**WORK ITEM:** Continue the text on ribosomal protein L10 in ovarian cancer, starting right after its last sentence.

Shi J, Zhang L, Zhou D, Zhang J, Lin Q, Guan W, Zhang J, Ren W, Xu G. Biological Function of Ribosomal Protein L10 on Cell Behavior in Human Epithelial Ovarian Cancer. J Cancer 2018; 9(4):745-756. doi:10.7150/jca.21614. Available from http://www.jcancer.org/v09p0745.htm
Ribosomal protein L10 (RPL10) is one of large ribosomal proteins and plays a role in Wilms' tumor and premature ovarian failure. However, the function of RPL10 in human epithelial ovarian cancer (EOC) remains unknown. The purpose of this study was to examine the expression level and function of RPL10 in EOC. RPL10 protein expression was detected by immunohistochemistry and Western blot. The association RPL10 expression with clinical features was analyzed. Loss-of-function and gain-of-function approaches were applied in cellular assays, including cell viability, migration, invasion, and apoptosis. Our study demonstrated for the first time that RPL10 was upregulated in human EOC compared with normal ovarian tissues. Knockdown of RPL10 inhibited cell viability, migration, and invasion, and increased cell apoptosis. On the contrary, upregulation of RPL10 increased cell viability, migration, invasion, and decreased cell apoptosis. Furthermore, miR-143-3p regulated RPL10 expression. Our data indicate that RPL10 is a potential tissue biomarker of patients with EOC and may be a therapeutic target of ovarian cancer.
Keywords: Cell biology, biomarker, ovarian cancer, QM, RPL10, therapeutic target
Ribosomal protein L10 (RPL10), also known as QM and DXS648, encoded by a gene located at the X chromosome q28 and its molecular weight is about 24 kDa. RPL10 belongs to a highly-conserved component of ribosome subunits from yeast to human  and is a component of the large ribosomal subunit (60S) [2, 3], which functions as a suppressor of Wilms' tumor through the regulation of an oncogenic transcriptional factor c-Jun [4, 5]. It has been shown that RPL10 may take part in signal transduction pathways in different cell biological processes, such as cell proliferation, migration, and differentiation . High RPL10 protein level was found during the progression and development of prostate cancer . Mutations in the RPL10 gene was found in patients with autism and modulating disease mechanism [8, 9]. It also affects severe defects in brain formation and function . Increasing evidence has shown that the RPL10 has an important immune function in animal organisms, such as spleen, heart, and brain [11-15]. It also has reported that RPL10 is overexpressed in ovary tissue of Penaeus monodon . However, the mechanism of RPL10 dysregulation in ovarian cancer (OC) development remains unknown.

**DATA RECORDS:**
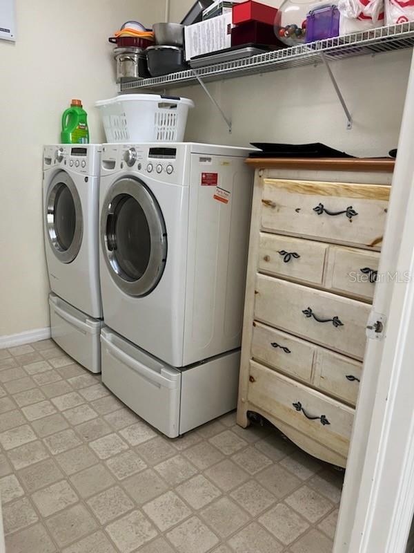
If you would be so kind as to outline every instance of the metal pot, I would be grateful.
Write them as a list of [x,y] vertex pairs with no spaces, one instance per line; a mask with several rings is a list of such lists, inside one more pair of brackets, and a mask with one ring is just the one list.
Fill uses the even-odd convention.
[[150,46],[146,49],[148,71],[151,77],[161,77],[188,69],[184,50],[177,46]]
[[117,82],[146,79],[150,76],[144,48],[116,48],[114,57],[117,62]]
[[178,46],[184,44],[184,26],[179,23],[156,23],[152,26],[155,44],[159,46]]

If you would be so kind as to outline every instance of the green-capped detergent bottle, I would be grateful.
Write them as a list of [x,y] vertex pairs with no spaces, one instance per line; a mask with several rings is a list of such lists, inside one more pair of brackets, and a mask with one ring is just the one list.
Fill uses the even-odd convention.
[[62,144],[89,144],[88,115],[80,100],[72,100],[62,115]]

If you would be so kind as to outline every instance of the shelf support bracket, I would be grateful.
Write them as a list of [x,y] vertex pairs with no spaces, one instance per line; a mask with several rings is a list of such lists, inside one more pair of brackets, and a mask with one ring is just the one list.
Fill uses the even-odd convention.
[[203,81],[201,80],[201,77],[199,77],[199,75],[197,74],[197,73],[196,73],[196,72],[194,71],[194,69],[193,70],[193,73],[194,76],[195,77],[195,78],[196,78],[196,79],[197,79],[197,81],[199,82],[199,84],[200,86],[201,86],[201,87],[203,88],[203,90],[204,91],[204,92],[206,93],[206,95],[207,95],[207,96],[208,97],[208,99],[210,100],[210,101],[211,102],[211,103],[212,103],[212,104],[213,104],[214,106],[215,106],[216,109],[218,110],[218,111],[219,112],[220,115],[221,115],[221,117],[223,118],[223,119],[224,119],[224,121],[226,122],[226,125],[227,125],[227,126],[228,127],[228,132],[229,132],[229,133],[231,134],[231,131],[232,131],[232,122],[231,122],[231,120],[230,120],[230,119],[229,119],[229,118],[228,118],[228,117],[226,115],[226,114],[224,113],[224,112],[223,111],[223,110],[221,109],[221,108],[220,107],[220,106],[219,106],[219,104],[217,103],[217,101],[215,100],[215,98],[214,98],[214,97],[213,97],[211,95],[210,93],[209,92],[208,89],[207,88],[207,87],[206,86],[206,85],[204,84],[204,83],[203,82]]
[[344,97],[341,93],[338,84],[335,78],[335,75],[332,73],[332,70],[328,63],[328,60],[325,56],[325,54],[322,52],[321,53],[321,57],[322,58],[322,62],[324,62],[325,67],[326,68],[326,71],[328,71],[328,75],[332,81],[332,84],[333,84],[333,88],[335,88],[335,91],[337,93],[337,95],[341,102],[341,105],[342,106],[342,109],[345,112],[345,115],[346,115],[346,119],[348,122],[346,123],[346,129],[350,131],[352,129],[352,115],[351,115],[349,110],[348,109],[348,106],[345,103],[345,100],[344,100]]

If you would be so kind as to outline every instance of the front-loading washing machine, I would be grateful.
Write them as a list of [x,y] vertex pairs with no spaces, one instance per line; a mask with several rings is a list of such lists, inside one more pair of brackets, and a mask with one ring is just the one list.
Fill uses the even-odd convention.
[[249,151],[103,145],[102,380],[170,437],[236,405]]
[[43,149],[43,226],[52,337],[93,373],[101,371],[101,152],[100,144]]

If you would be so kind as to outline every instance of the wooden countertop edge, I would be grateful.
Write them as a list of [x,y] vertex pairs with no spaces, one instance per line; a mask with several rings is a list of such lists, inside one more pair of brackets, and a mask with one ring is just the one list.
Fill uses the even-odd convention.
[[392,173],[391,158],[248,158],[248,165],[256,169],[299,169],[315,171],[367,171]]

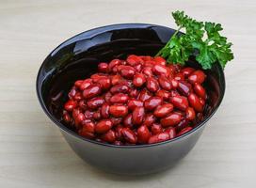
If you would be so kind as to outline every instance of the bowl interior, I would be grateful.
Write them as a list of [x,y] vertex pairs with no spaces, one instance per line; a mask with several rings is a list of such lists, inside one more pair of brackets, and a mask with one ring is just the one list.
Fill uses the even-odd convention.
[[[125,59],[131,54],[154,55],[174,32],[160,25],[116,24],[92,29],[66,40],[46,57],[40,69],[37,91],[42,108],[58,126],[64,128],[62,106],[74,81],[95,73],[99,62]],[[193,58],[188,65],[199,68]],[[204,119],[218,107],[225,90],[224,74],[218,64],[206,74],[204,86],[209,99],[203,113]]]

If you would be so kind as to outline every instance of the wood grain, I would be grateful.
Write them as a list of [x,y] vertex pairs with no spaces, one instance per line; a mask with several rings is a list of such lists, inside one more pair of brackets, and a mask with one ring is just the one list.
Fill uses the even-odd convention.
[[[40,109],[37,71],[61,41],[117,23],[174,26],[169,12],[221,23],[235,59],[224,101],[195,149],[174,168],[145,177],[98,171],[71,150]],[[0,187],[255,187],[256,1],[0,1]]]

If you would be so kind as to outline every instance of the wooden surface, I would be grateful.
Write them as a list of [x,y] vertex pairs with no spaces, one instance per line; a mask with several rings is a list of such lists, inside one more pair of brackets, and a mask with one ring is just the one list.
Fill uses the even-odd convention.
[[[256,1],[138,2],[0,0],[0,187],[256,187]],[[39,104],[35,82],[40,63],[63,40],[100,25],[173,27],[169,12],[175,9],[221,23],[234,44],[221,106],[175,168],[127,178],[90,167]]]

**TASK OUTPUT:**
It has been shown that microRNA (miRNA, miR) plays important roles in the development, diagnosis, and treatment of OC [17, 18]. During the investigation of microRNA (miRNA, miR) biomarkers in the serum, we found that several miRNAs were decreased in patients with OC, including miR-143-3p. Previous studies have shown that the expression level of miR-143-3p is downregulated in many cancers, such OC [19, 20]. Therefore, we speculate that miR-143-3p may be associated with RPL10 expression in OC.
Human epithelial ovarian cancer (EOC), derived from the epithelial cells of the ovary or fallopian tube, accounts for about 90% of OCs and mainly occurs in postmenopausal women. EOC is the most lethal gynecological malignancy because of the difficulty to detect it at an early stage . Data from American Cancer Society (ACS) showed that the overall rate of female OC deaths is maintained 4-5% per annum in the past five years. Therefore, ideally we need to define the biomarker for the early detection of OC. We recently reported that cystatin B , beta-2-microglobulin , cytidine monophosphate kinase , and Pyridoxine-5'-phosphate oxidase  are candidate human ovarian tumor progression markers. In this study, we evaluated the expression level of RPL10 in human ovarian tumor tissues and in OC cell lines, unraveled the relationship between RPL10 expression and clinicopathological features of patients with OC, and demonstrated the biological function of RPL10 in OC cells.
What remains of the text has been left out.